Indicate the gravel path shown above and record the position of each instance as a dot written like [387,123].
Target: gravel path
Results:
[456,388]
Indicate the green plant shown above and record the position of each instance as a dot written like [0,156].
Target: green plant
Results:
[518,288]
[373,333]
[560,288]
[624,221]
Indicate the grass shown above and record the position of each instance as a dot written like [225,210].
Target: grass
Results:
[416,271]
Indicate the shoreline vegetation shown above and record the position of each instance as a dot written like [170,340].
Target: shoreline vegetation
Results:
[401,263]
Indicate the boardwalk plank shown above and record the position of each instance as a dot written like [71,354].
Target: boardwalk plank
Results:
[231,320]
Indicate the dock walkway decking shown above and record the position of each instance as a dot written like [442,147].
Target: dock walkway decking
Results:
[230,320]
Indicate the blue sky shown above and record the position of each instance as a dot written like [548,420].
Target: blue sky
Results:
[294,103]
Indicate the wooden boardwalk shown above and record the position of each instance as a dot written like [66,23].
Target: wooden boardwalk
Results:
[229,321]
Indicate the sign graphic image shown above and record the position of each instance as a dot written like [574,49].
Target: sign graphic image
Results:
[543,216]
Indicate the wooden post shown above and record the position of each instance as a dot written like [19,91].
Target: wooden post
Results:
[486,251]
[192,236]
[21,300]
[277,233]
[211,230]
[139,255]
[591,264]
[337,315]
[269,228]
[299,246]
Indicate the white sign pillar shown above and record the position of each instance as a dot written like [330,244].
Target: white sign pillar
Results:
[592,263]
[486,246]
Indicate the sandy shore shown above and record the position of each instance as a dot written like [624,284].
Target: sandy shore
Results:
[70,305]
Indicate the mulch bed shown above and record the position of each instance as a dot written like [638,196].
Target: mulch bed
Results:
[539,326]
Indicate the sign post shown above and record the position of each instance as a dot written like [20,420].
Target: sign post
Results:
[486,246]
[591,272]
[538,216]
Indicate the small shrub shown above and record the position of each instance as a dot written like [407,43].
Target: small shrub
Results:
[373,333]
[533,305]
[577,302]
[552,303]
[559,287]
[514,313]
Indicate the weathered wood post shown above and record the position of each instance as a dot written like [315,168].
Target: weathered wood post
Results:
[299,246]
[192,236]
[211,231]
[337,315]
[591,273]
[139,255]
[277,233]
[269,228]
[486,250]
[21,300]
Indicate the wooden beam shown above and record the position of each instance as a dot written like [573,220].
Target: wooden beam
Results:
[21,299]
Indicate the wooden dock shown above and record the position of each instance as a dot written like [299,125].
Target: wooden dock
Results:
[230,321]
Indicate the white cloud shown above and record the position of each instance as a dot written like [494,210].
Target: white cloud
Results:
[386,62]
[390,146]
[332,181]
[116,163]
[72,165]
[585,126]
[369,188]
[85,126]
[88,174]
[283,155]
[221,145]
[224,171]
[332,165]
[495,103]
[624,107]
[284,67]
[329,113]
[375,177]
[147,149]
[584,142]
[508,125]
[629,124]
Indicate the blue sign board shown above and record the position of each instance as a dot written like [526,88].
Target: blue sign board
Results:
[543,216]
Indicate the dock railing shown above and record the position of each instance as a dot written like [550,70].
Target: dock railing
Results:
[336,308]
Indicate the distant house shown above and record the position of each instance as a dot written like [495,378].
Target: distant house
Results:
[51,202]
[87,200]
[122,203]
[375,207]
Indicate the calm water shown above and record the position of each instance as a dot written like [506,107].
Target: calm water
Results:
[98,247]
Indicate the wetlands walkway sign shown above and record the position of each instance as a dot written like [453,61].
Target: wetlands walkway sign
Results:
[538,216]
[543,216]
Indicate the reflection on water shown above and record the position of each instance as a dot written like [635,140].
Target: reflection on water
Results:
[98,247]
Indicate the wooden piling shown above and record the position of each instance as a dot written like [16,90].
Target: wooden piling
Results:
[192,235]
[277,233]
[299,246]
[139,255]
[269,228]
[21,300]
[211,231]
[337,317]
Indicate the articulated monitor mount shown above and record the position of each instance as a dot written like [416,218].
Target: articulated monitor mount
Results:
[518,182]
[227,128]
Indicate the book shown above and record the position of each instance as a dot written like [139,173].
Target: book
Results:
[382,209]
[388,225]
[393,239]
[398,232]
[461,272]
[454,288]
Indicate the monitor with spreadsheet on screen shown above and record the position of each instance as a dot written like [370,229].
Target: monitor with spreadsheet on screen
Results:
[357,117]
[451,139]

......

• **Requirement**:
Quote only the lines from the line containing "Indicate the wetlands" through the end of the listing, please, keeping both the first and the last line.

• **Written solution**:
Indicate the wetlands walkway sign shown above and record the position of each instance as a dot written like [453,61].
Target: wetlands walkway sign
Results:
[538,216]
[543,216]
Indicate the reflection on water shown above and record the position of each instance as a dot written like [635,140].
Target: reflection on water
Results:
[98,247]
Indicate the wooden piling shown above and record the position of each instance as a dot written like [16,90].
Target: wooden piling
Results:
[192,235]
[277,233]
[299,246]
[139,255]
[269,228]
[21,300]
[211,231]
[337,317]
Indicate the articulated monitor mount shown above and record the position of each instance as a dot written like [416,218].
Target: articulated monitor mount
Results:
[518,182]
[227,128]
Indicate the book shown above and record the position of each instance as a dot written like [139,173].
Target: book
Results:
[382,209]
[388,225]
[393,239]
[398,232]
[461,272]
[454,288]
Indicate the monitor with spreadsheet on screen shown above and record the position of each instance as a dot written like [370,229].
Target: monitor with spreadsheet on screen
Results:
[357,117]
[451,139]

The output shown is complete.